WHAT YOU WILL DO: Format the records below as a numbered list with one item per line, and leave out any blank lines.

··········

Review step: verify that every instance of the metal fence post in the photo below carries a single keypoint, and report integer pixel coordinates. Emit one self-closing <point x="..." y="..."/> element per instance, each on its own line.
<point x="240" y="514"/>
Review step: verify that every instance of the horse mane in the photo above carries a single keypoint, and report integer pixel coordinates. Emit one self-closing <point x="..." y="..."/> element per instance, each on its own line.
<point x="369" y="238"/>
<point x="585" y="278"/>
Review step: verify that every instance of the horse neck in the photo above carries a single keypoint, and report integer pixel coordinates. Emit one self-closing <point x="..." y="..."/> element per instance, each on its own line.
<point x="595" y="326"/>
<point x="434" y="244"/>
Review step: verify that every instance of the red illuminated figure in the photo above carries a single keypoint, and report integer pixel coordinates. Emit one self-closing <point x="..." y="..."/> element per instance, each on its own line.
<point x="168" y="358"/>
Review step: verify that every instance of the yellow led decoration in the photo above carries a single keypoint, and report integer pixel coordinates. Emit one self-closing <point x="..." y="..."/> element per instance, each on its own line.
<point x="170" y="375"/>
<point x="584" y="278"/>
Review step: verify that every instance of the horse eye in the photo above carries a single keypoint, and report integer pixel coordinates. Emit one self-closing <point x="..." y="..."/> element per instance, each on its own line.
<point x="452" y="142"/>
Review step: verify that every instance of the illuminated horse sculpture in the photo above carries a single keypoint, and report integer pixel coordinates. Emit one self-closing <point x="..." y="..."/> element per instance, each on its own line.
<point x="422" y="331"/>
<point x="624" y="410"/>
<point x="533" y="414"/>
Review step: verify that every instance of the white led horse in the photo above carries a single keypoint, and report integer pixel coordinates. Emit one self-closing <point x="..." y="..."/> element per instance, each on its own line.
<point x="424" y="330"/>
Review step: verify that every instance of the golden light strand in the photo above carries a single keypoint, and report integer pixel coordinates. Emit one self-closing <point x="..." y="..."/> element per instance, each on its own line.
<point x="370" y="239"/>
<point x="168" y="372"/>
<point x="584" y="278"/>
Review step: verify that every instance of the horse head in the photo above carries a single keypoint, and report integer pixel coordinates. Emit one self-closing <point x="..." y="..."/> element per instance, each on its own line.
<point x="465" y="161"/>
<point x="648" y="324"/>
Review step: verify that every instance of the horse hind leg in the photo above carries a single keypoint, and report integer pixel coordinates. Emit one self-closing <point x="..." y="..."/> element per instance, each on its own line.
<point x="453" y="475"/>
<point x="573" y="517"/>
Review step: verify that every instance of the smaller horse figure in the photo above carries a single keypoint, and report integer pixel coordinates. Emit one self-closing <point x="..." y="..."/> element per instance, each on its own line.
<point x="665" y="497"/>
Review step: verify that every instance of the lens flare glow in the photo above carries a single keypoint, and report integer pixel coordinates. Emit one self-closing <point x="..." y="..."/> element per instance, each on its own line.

··········

ANSWER TO THE TASK:
1. Review step: verify that every instance of the metal fence post in the photo below carries a single keypoint, and report integer pixel coordinates. Emit one self-closing <point x="..." y="..."/> element per instance, each on its own line.
2. <point x="240" y="514"/>
3. Review step: verify that every instance of the horse mane in the photo above carries a single keypoint, and report integer pixel coordinates. Emit one self-closing <point x="..." y="..."/> element per instance, each on its own line.
4. <point x="369" y="238"/>
5. <point x="585" y="278"/>
6. Review step: verify that every instance of the horse neck in the photo above carries a single keypoint, and report integer pixel coordinates. Emit one self-closing <point x="..." y="..."/> element per instance, each on its own line.
7. <point x="595" y="326"/>
8. <point x="434" y="244"/>
9. Review step: verify that every instance of the red illuminated figure in the photo above carries a single keypoint, and report integer pixel coordinates. Emit one self-closing <point x="..." y="..."/> element per instance, each on its own line.
10. <point x="168" y="358"/>
11. Review step: verify that every instance of the yellow led decoration in the photo above carries a single keypoint, and report integer pixel coordinates. Emit one self-closing <point x="..." y="..."/> element per instance, each on its own line.
12. <point x="170" y="375"/>
13. <point x="584" y="278"/>
14. Review step: verify that every instance of the horse eye in the photo above carries a single keypoint, and report integer pixel coordinates. Emit one self-closing <point x="..." y="..."/> element per instance, each on its own line.
15. <point x="452" y="142"/>
16. Review step: verify that every instance of the illuminated horse sculpture in the photo above carries a single keypoint, and report integer pixel coordinates. Emit one self-closing <point x="..." y="..."/> element per instance, each on its own line.
17. <point x="422" y="331"/>
18. <point x="624" y="410"/>
19. <point x="533" y="414"/>
20. Review step: verify that every instance of the white led horse in the photo above carries a single keypoint, and report integer pixel coordinates. Emit one self-closing <point x="..." y="..."/> element per instance, each on its own line.
21. <point x="424" y="330"/>
22. Review step: verify that every instance of the golden light strand in the photo above carries a single keypoint, and report integer pixel coordinates. Emit one self-closing <point x="..." y="..."/> element per instance, each on its own line.
23. <point x="370" y="239"/>
24. <point x="168" y="372"/>
25. <point x="584" y="278"/>
26. Review step: verify that every instance of the horse head in the photo above carries a single keypoint, and report integer pixel coordinates. Emit one self-closing <point x="..." y="..."/> element per instance, each on its own line.
27. <point x="465" y="161"/>
28. <point x="648" y="324"/>
29. Review step: verify that every instance of the horse hind leg in the photo above carries a single keypoint, and report integer pixel coordinates. Emit one self-closing <point x="..." y="..."/> element per instance, each on its own line.
30. <point x="453" y="475"/>
31. <point x="573" y="517"/>
32. Review step: verify that every instance of the smaller horse figure in the photo above carries a single keypoint, and report integer pixel coordinates. Emit one self-closing <point x="..." y="..."/> element per instance, each on its own line.
33. <point x="665" y="497"/>
34. Review step: verify that every instance of the lens flare glow in the photo above carries a single keypoint, and report integer pixel coordinates. Emit one self-closing <point x="..." y="..."/> element per instance, each on its own line.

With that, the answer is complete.